Records for the task:

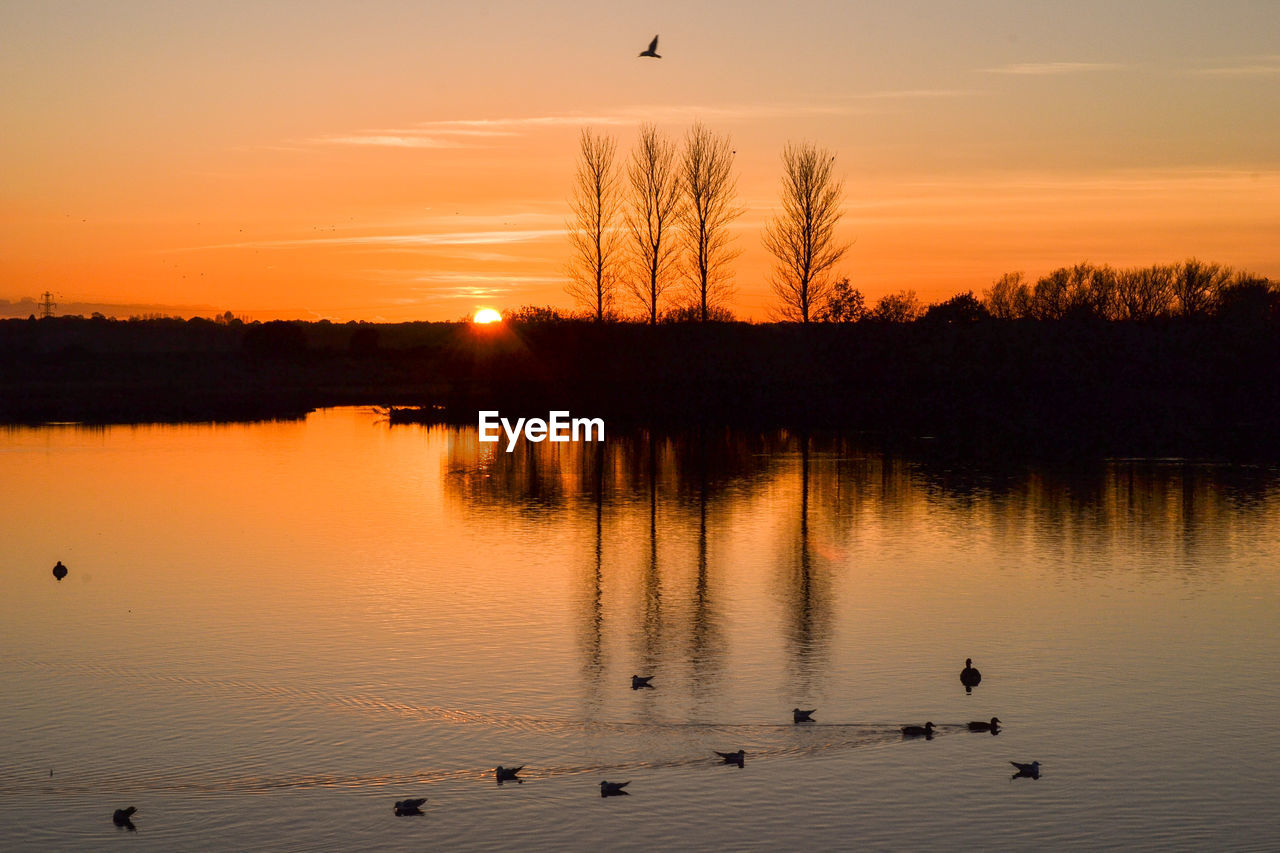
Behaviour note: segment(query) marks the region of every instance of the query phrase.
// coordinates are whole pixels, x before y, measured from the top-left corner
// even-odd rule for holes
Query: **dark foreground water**
[[[1275,470],[334,410],[0,486],[6,851],[1280,846]]]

Problem:
Could you return each entry word for word, with the images omitted?

Solution:
Behaviour note: segment(query) marks the region of every instance of the query phrase.
// coordinates are whole pixels, x before y, measured from the top-left corner
// even-odd rule for holes
Query: **dark foreground water**
[[[1275,470],[334,410],[0,486],[6,851],[1280,846]]]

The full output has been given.